Write out the data below exactly as given, without any of its pictures.

-- RECORDS FOR PROCESSING start --

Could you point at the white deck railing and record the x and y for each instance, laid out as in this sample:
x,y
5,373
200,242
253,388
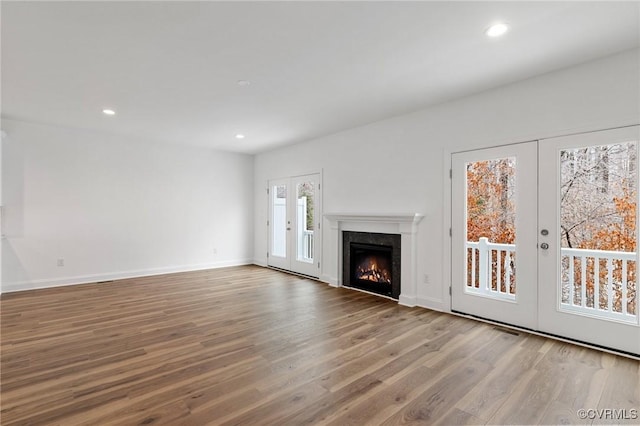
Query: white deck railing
x,y
492,269
492,274
596,282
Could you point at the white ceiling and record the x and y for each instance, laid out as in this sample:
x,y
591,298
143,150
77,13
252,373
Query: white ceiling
x,y
170,69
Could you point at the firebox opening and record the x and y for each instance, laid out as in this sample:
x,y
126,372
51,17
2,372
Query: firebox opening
x,y
371,268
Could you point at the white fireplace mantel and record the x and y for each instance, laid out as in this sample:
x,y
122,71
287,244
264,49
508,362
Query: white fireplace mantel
x,y
404,224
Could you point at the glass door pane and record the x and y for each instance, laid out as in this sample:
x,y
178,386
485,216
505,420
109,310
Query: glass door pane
x,y
491,228
279,221
494,195
598,204
588,202
305,221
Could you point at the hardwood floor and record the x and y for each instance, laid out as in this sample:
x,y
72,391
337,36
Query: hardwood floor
x,y
249,345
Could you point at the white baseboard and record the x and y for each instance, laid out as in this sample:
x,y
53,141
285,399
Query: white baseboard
x,y
431,303
93,278
332,281
409,301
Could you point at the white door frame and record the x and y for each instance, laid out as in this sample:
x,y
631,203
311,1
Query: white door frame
x,y
291,263
447,272
519,309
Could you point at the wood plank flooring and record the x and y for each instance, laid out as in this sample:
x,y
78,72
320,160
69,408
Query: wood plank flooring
x,y
249,345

-- RECORDS FOR PROCESSING end --

## EXERCISE OUTPUT:
Could you point at the white deck railing and record the x and y for each instance, laid out as in this sample:
x,y
5,373
200,242
253,388
Query: white deck railing
x,y
492,269
492,274
596,282
Could you point at the white ceiling and record the x and y for each instance, laid out as in this sample:
x,y
591,298
143,150
77,13
252,373
Query: white ceiling
x,y
170,69
Could you point at the firebox opening and record the x and y for each instance, laid out as in this sample:
x,y
126,372
51,17
2,372
Query: firebox opening
x,y
371,268
Could you point at the white fireplace mantel and record the x and y for each instance, laid out as in this sample:
x,y
122,71
287,244
264,49
508,362
Query: white fireplace mantel
x,y
404,224
Could you point at the glass door pane and record the x and y for each instance, laid out as in this sample:
x,y
178,386
485,216
505,420
109,310
Query: glass door pane
x,y
491,228
279,221
494,195
598,204
588,202
305,221
Could you point at the hardwood floor and record the x and y for each instance, laid out as in this sample:
x,y
72,391
337,36
Query: hardwood floor
x,y
249,345
Could you point at the white baseboard and record the x and y for each instance, laid out as in this sample:
x,y
53,141
285,399
Query: white baseboard
x,y
431,303
93,278
332,281
409,301
Could you point at the white door frame and record the x and y for each instance, laid out as in this sample:
x,y
631,203
311,1
Query: white door frame
x,y
291,263
447,272
519,309
Could you point at the wood plank flooring and record the x and y for each instance, laid out as in this sample:
x,y
78,72
320,160
69,408
Query: wood plank flooring
x,y
249,345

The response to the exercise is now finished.